━━━━━ INFORMATION ━━━━━

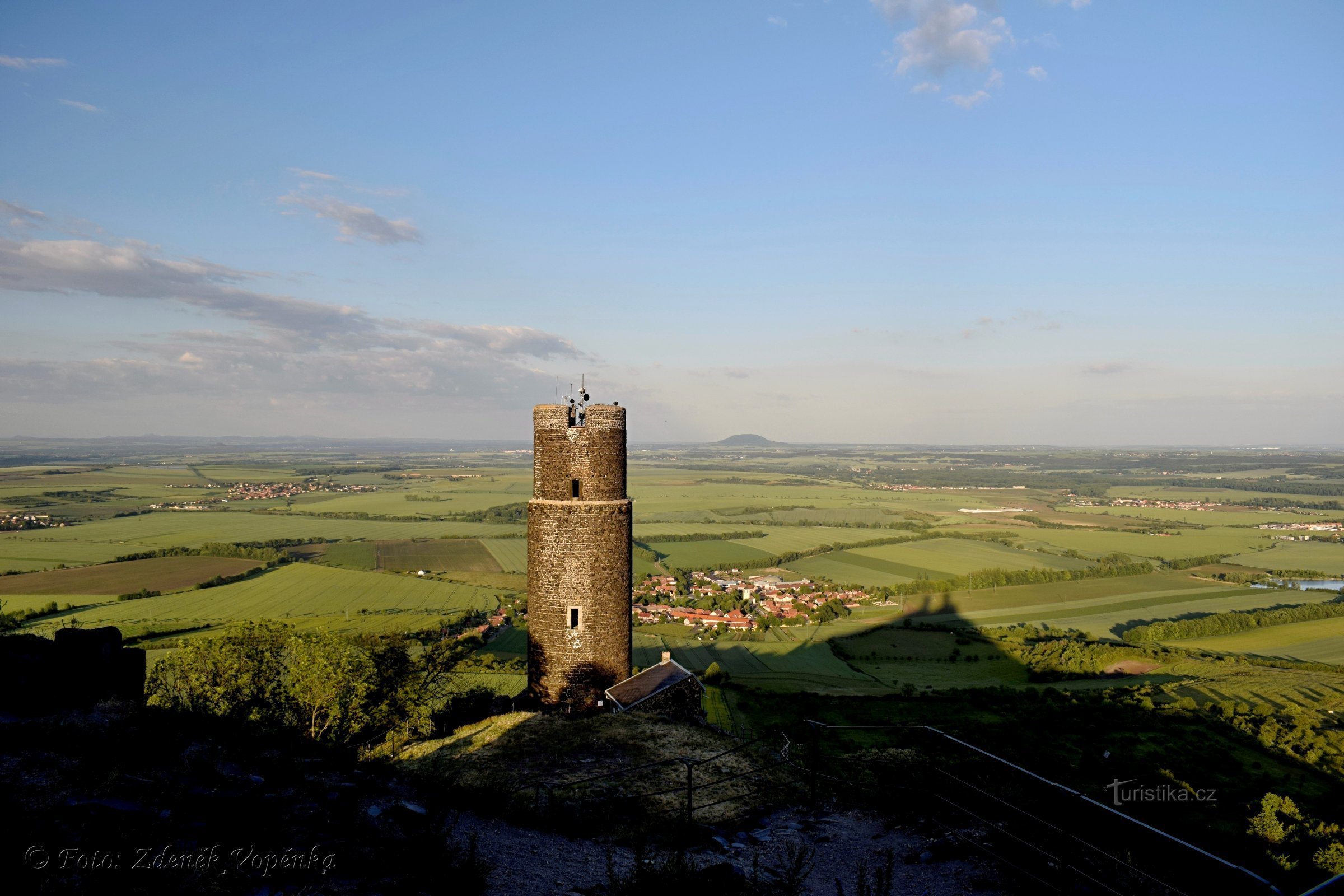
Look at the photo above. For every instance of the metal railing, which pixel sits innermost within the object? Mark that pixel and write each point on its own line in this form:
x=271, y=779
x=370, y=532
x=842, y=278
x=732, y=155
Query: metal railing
x=1050, y=833
x=673, y=787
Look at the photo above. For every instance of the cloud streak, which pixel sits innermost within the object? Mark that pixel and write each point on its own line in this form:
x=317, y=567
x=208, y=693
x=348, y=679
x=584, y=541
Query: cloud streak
x=277, y=344
x=355, y=222
x=26, y=63
x=81, y=106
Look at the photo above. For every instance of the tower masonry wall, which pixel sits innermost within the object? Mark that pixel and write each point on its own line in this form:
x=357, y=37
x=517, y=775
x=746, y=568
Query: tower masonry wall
x=578, y=557
x=595, y=453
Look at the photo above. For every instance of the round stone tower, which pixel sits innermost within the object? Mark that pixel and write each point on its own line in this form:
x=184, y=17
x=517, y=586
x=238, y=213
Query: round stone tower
x=578, y=555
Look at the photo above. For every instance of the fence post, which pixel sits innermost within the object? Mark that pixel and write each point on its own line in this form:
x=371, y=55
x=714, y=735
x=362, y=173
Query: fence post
x=690, y=789
x=814, y=759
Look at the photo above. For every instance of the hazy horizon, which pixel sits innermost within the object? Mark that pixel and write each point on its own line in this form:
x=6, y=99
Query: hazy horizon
x=888, y=222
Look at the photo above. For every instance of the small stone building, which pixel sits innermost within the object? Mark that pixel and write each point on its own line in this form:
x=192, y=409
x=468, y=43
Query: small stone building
x=76, y=668
x=667, y=688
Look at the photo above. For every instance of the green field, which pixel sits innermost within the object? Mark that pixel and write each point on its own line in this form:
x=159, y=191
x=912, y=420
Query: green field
x=467, y=555
x=769, y=664
x=800, y=500
x=701, y=555
x=193, y=530
x=511, y=554
x=1322, y=641
x=41, y=554
x=156, y=574
x=307, y=595
x=1298, y=555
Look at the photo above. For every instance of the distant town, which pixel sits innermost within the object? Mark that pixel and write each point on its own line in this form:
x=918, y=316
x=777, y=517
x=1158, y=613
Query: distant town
x=724, y=601
x=256, y=492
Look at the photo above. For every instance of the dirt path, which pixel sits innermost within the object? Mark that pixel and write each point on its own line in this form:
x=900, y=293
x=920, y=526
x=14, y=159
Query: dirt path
x=533, y=861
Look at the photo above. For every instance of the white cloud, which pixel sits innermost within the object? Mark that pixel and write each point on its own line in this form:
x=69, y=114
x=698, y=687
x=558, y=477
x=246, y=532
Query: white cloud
x=21, y=217
x=314, y=348
x=1109, y=367
x=357, y=222
x=945, y=35
x=21, y=62
x=314, y=175
x=84, y=106
x=987, y=324
x=969, y=101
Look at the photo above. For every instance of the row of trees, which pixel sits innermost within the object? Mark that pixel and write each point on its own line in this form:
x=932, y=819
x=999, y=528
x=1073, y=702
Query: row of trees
x=242, y=550
x=334, y=688
x=1233, y=622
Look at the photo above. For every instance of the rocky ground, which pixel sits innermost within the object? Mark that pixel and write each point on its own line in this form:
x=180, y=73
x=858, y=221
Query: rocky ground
x=843, y=843
x=128, y=801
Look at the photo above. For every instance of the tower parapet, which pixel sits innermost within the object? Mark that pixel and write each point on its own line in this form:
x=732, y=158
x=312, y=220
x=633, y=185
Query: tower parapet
x=578, y=555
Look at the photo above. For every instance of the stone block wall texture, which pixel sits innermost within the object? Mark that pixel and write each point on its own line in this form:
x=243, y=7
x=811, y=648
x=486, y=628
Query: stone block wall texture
x=578, y=555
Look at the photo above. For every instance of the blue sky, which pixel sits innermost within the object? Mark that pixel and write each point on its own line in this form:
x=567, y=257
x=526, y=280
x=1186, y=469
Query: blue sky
x=889, y=221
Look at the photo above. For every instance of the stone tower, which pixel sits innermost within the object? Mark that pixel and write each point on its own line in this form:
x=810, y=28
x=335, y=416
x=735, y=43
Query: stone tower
x=578, y=555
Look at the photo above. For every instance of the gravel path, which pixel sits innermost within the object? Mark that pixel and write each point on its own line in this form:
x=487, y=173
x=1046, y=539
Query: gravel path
x=534, y=861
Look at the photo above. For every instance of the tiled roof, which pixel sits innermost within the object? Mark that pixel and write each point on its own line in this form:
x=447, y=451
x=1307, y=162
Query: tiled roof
x=648, y=683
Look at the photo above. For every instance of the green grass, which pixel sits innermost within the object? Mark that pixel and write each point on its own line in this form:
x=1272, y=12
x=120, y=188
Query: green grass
x=765, y=664
x=41, y=554
x=156, y=574
x=1190, y=543
x=467, y=555
x=962, y=557
x=307, y=595
x=852, y=568
x=351, y=555
x=511, y=554
x=193, y=530
x=1327, y=557
x=511, y=641
x=701, y=555
x=1322, y=641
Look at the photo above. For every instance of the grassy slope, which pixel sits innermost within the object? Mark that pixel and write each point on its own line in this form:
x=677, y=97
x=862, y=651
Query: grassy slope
x=158, y=574
x=307, y=595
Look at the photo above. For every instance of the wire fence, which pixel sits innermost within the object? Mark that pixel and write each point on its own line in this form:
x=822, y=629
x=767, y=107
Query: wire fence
x=690, y=789
x=1058, y=839
x=1049, y=834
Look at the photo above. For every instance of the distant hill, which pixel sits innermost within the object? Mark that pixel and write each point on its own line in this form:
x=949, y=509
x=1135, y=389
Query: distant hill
x=750, y=440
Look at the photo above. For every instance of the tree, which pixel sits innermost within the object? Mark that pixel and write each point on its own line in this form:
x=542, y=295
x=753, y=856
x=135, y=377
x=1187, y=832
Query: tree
x=330, y=682
x=1329, y=859
x=714, y=675
x=240, y=675
x=1268, y=824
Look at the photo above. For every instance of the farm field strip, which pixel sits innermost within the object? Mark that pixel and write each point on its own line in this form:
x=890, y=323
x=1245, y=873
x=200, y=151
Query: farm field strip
x=1319, y=641
x=194, y=528
x=511, y=554
x=1103, y=620
x=300, y=591
x=156, y=574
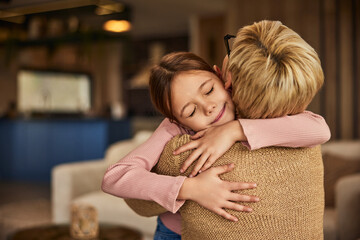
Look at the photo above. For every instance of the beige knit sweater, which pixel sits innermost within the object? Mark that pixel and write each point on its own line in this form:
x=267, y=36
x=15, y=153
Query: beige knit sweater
x=289, y=184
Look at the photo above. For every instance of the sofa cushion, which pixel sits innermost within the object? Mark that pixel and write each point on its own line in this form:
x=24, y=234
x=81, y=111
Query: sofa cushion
x=112, y=209
x=336, y=167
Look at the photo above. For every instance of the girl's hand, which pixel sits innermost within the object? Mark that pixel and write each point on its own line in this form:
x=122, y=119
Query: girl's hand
x=210, y=144
x=208, y=190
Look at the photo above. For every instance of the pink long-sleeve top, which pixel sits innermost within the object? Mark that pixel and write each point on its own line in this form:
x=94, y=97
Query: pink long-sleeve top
x=130, y=177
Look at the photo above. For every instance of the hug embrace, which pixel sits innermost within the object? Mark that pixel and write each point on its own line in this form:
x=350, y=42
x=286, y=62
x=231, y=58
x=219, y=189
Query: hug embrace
x=237, y=156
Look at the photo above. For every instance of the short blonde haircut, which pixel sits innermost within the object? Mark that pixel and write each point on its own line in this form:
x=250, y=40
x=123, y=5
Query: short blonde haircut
x=274, y=71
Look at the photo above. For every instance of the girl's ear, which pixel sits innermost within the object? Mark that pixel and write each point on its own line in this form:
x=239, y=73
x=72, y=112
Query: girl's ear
x=227, y=80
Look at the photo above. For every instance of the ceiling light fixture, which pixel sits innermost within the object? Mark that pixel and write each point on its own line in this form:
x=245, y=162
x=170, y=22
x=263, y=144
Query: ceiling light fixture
x=117, y=26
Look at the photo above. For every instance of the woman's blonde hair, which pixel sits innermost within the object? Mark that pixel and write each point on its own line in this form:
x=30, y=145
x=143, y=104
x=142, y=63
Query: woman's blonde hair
x=274, y=71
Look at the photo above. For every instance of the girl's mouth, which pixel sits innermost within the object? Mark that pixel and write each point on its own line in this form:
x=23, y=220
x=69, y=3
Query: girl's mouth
x=220, y=114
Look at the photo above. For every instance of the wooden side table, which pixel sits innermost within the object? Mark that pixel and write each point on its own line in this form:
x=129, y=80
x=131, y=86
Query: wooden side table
x=62, y=232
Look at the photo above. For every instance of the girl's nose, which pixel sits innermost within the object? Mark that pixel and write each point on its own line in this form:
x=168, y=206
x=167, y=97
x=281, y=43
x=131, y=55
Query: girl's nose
x=210, y=108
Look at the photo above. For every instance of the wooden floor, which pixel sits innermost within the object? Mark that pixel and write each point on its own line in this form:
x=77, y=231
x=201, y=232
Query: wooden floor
x=23, y=204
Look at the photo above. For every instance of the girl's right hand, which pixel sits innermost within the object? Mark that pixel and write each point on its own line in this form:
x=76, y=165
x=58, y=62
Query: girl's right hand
x=208, y=190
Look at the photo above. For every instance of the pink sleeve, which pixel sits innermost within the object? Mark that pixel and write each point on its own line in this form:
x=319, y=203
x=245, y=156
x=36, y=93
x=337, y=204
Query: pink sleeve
x=131, y=177
x=306, y=129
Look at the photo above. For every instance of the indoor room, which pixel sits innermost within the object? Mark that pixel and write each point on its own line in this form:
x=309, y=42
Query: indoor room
x=75, y=100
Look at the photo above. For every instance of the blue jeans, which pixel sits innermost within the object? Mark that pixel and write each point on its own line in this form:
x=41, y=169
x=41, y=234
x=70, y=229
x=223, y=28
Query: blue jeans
x=163, y=233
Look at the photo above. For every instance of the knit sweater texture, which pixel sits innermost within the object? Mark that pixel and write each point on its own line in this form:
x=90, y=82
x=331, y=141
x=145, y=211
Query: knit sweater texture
x=289, y=184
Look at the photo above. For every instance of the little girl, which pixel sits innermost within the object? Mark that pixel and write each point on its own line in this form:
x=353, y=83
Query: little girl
x=192, y=97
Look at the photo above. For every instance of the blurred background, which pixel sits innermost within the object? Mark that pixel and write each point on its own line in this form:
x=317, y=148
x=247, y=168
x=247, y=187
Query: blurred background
x=73, y=73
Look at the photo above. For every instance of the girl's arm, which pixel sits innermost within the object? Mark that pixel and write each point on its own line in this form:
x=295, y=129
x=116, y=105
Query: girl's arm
x=301, y=130
x=131, y=176
x=306, y=129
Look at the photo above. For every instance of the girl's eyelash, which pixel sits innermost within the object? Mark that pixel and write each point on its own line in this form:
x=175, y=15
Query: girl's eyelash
x=212, y=88
x=193, y=112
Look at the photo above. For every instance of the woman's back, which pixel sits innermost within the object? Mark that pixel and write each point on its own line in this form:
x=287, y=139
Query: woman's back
x=289, y=184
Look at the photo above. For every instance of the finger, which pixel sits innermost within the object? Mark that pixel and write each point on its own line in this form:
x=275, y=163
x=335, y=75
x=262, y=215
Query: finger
x=223, y=169
x=199, y=164
x=186, y=147
x=237, y=207
x=226, y=215
x=209, y=162
x=193, y=156
x=243, y=198
x=241, y=185
x=198, y=135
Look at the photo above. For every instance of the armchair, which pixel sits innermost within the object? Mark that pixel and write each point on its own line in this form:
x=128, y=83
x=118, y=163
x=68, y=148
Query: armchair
x=80, y=182
x=342, y=190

━━━━━

_ACTION ITEM_
Using the data above, reproduce exactly the lines from the line that contains "Query: indoor room" through the line that contains "Look at the photo above. For every instance of the knit", including both.

_ANSWER BELOW_
Query: indoor room
x=75, y=100
Look at the photo above. For every instance of the blue jeans, which pixel sits innermost within the object? Mark that pixel and write each point on its own line in this form:
x=41, y=169
x=41, y=234
x=70, y=229
x=223, y=28
Query: blue jeans
x=163, y=233
Look at the photo above. For every instance of the knit sweater texture, which pixel sits innermost within the object? Mark that pixel and write each point on its own line in this form:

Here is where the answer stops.